February 23, 2013 - Saturday
I made the long drive (about 15 miles!) to Sayulita by myself - mainly to honor myself and my new RV life of adventure. Fred and Barbara planned to leave very early; I didn't feel the need as the trip would be so short, so I slept in and left about 10 or so.
There had been an early parade in Sayulita earlier in the morning and the town was very crowded. As I didn't know exactly how to get to the Sayulita RV park - again right on the beach - I took several extra forays within the limits of the town; at one point I turned onto a one-way dead-end street that wasn't wide enough for my Toyota Dolphin. A very nice gentleman 'helped' me, verbally, maneuver my rig backwards out of the street. [A lesson well learned, without too much consternation: Know where you're going or stop, get out and look/research!] Finally I radioed Barb and she and Dee drove up to meet me at the Pemex station to usher me into the park. It's a very busy park with lots of big rigs and also something I haven't seen before ...
There are several kinds of 'trailer-sized' little bungalows, that are built by visitors who no longer want to make the long drive from Canada / USA in a big rig. So, they fly in to Puerta Vallarta and either take a cab or rent a car for the 45 minute trip to Sayulita. [Dee and Mary Jane, both in their early 80s, no longer drive a big rig, but prefer to drive an SUV and stay in a rental unit. I guess there's some kind of monetary arrangement between the park owner and the visitor where they share the cost of the building and then the bungalows can be rented when that particular visitor isn't in residence.
It's evident that Sayulita and the likes along the Coast are very busy throughout the Winter months; then clear out, almost completely, the rest of the year. Several merchants and restaurant owners in Sayulita are actually US/Canadian citizens who work here in Winter, then relax either here or elsewhere during the off season.
┄┄┄┄┄┄
— Work task 1 —
Return the Sayulita post word for word from "There had been" to "seen before ...".
— Work task 2 —
Extend the Sayulita post, picking up after its final sentence.
The entries that come next are separate material with no connection to the Sayulita post.
┄┄┄┄┄┄
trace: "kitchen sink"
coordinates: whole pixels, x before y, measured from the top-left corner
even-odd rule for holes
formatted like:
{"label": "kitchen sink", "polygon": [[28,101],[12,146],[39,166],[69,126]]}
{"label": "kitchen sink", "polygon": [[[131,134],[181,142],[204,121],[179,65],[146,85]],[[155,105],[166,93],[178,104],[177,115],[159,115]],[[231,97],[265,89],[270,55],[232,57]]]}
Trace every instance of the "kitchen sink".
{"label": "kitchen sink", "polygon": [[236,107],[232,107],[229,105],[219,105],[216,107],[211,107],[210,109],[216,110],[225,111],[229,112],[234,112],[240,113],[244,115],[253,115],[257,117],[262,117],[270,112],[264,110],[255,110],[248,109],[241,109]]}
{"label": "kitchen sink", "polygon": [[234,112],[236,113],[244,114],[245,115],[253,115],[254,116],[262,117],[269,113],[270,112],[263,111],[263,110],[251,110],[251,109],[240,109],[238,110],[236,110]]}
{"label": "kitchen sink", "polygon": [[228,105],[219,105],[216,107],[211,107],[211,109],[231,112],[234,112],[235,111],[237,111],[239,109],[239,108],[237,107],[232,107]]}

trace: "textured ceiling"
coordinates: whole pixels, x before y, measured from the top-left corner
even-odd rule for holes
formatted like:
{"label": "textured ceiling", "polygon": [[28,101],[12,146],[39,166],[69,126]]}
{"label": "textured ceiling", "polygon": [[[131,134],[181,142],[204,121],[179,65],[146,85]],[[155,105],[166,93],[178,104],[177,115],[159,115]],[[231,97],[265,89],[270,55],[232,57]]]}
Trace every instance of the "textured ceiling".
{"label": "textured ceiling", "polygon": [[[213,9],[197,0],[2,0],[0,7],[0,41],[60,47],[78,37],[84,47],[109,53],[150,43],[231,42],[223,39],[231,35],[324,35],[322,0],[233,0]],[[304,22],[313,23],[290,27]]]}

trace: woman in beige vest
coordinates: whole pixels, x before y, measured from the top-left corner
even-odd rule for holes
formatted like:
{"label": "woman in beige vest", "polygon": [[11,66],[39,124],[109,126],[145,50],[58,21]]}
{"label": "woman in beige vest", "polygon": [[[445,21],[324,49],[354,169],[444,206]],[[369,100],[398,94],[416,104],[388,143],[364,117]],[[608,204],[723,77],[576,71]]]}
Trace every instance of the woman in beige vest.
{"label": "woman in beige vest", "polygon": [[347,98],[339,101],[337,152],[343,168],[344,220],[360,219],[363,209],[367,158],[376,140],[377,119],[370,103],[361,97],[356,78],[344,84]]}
┄┄┄┄┄┄
— Written response 1 —
There had been an early parade in Sayulita earlier in the morning and the town was very crowded. As I didn't know exactly how to get to the Sayulita RV park - again right on the beach - I took several extra forays within the limits of the town; at one point I turned onto a one-way dead-end street that wasn't wide enough for my Toyota Dolphin. A very nice gentleman 'helped' me, verbally, maneuver my rig backwards out of the street. [A lesson well learned, without too much consternation: Know where you're going or stop, get out and look/research!] Finally I radioed Barb and she and Dee drove up to meet me at the Pemex station to usher me into the park. It's a very busy park with lots of big rigs and also something I haven't seen before ...

— Written response 2 —
A little about rental prices .... generally speaking, hotel rooms and / or bungalows range in the $600-1000 a week. That's a little steep for my budget but by US standards, it's pretty inexpensive. Restaurants, I find to be reasonably priced and the food is good. Los camarones (prawns) are to die for. And so reasonably priced. Although I choose to be careful always, about water, ice cube and lettuces, the food is 'safe.' A word about food and water safety: Gringos tend to think that the water is 'unclean.' After having now traveled all over the world, my thought is that 'foreign' water is not unclean as much as it's 'different,' having, for us, foreign bacteria, minerals, etc. that our digestive system isn't used to. Often, water and water-containing vegetables are not BAD, just different. As I stay longer in places, I can gradually incorporate more local water and fruits and vegetables into my daily diet. I have to say that in all my travels to 'third world countries,' I never been sickened by the water.
Offshoot story: Three years ago, while traveling in rural India, I accepted a Chai tea from a lovely lady in a small village. And, that night I developed a fever, headache and diarrhea for about 5 hours - maybe salmonella. I'm not a milk drinker, never have been - I think the unpasteurized and non-refrigerated milk in the Chai drink bother me. My companions drank the same Chai with no negative effect.
Our week in Sayulita was enjoyable - lots of sunbathing and visiting with family and friends. On Friday, March 1st, Barb, Fred and I visited old friends of theirs, Maria Ruiz and __________, at their home in Puerta Vallarta. This is an American couple, in their early 70s, who had traveled around the world for ten years, then decided to settle in PV, where they live in a little house in a Mexican neighborhood. They are both writers who started a Gringo writing group several years ago and very actively participate in it to this day. They live very simply on about $1K a month!!